* [PROBLEM]
Please filter the listing below and copy out the lines that hold "separate".

*** TASK MATERIAL Section Begins ***

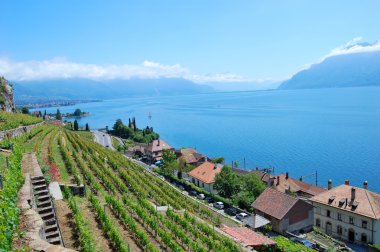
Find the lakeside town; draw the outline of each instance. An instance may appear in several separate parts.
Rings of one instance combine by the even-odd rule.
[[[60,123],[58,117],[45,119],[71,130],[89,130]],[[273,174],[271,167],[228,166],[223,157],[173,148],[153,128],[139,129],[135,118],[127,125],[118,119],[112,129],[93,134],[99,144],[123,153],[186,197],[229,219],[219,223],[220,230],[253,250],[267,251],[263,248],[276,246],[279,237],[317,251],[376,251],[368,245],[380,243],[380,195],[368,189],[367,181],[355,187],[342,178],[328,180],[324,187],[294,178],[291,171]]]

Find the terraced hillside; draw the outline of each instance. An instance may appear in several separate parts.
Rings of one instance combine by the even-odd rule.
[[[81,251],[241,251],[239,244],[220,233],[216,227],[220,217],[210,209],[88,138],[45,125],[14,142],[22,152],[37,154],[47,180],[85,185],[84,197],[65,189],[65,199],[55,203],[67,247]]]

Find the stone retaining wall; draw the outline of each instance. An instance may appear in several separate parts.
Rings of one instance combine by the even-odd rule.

*** TASK MATERIAL Section Ends ***
*** TASK MATERIAL Section Begins ***

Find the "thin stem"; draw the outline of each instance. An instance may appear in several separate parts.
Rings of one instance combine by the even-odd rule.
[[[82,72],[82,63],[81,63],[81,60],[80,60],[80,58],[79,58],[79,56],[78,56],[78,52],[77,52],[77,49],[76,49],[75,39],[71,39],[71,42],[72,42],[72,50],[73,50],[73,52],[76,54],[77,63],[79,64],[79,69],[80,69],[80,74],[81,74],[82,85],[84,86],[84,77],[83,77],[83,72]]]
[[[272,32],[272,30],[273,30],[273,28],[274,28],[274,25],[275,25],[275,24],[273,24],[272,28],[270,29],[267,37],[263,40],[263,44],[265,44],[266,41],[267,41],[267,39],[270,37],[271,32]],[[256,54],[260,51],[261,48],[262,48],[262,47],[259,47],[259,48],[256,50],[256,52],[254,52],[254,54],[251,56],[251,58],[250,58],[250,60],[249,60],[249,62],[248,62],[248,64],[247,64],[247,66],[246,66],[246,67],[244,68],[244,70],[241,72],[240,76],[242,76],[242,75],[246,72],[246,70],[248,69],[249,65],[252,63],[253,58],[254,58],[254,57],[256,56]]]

*** TASK MATERIAL Section Ends ***

* [WRITTEN SOLUTION]
Find the lakeside town; draw the outline of each instance. An instance may appear in several separate parts.
Find the terraced hillside; draw the outline of each instance. An instance may appear in several separate parts.
Find the stone retaining wall; draw the outline of each instance. An instance may appear in several separate parts.
Find the "thin stem"; draw the outline of each instance. An instance may appear in several separate parts.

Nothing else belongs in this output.